Directions - Return each line of the listing below that contains the string "locate", copied in full. Matching is case-sensitive.
+++ Data entries +++
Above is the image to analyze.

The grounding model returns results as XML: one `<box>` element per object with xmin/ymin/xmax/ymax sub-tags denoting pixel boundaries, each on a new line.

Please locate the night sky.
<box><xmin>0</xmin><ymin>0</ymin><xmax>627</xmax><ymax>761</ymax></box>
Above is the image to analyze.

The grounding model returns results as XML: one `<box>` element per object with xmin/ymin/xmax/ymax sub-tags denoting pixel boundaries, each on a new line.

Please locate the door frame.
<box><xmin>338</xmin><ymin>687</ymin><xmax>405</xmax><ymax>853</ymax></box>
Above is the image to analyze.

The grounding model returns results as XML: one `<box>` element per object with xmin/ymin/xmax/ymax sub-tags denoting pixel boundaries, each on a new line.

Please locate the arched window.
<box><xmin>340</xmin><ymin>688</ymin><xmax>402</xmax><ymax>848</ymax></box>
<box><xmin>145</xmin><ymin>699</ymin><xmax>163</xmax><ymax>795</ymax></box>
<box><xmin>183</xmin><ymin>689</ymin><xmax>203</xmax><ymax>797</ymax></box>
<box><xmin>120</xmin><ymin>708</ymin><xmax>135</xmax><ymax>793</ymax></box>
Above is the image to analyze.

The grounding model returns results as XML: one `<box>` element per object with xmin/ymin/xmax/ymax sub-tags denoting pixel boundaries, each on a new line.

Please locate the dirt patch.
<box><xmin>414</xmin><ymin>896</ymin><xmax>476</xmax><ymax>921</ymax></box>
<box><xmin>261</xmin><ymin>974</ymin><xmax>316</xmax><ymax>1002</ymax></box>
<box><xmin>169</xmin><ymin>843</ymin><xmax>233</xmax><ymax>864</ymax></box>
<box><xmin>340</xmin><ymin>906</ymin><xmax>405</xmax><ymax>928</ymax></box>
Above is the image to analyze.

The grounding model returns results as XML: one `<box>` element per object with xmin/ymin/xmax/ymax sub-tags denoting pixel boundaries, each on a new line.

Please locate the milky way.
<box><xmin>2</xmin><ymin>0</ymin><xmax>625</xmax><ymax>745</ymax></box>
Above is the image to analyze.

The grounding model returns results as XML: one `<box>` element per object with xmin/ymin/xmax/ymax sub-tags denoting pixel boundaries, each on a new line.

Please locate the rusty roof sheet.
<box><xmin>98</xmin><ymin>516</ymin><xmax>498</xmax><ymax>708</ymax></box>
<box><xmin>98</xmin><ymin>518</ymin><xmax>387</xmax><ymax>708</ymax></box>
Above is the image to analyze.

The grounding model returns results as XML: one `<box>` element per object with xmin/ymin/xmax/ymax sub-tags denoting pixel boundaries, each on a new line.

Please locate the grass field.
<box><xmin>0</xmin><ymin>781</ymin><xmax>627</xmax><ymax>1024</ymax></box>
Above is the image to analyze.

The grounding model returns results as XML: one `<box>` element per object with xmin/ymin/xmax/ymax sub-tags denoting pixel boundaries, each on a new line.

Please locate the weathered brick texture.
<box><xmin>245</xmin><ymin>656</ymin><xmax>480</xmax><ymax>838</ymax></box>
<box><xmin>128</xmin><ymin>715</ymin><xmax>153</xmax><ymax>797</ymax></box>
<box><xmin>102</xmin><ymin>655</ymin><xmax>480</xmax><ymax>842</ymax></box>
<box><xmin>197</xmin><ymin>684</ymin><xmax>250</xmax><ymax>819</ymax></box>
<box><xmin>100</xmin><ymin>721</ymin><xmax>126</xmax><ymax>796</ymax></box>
+++
Response to this exercise -
Please locate the night sky.
Please locate the door frame.
Please locate the arched window.
Please locate the dirt patch.
Please locate the milky way.
Please locate the rusty roof sheet.
Please locate the grass field.
Please locate the weathered brick texture.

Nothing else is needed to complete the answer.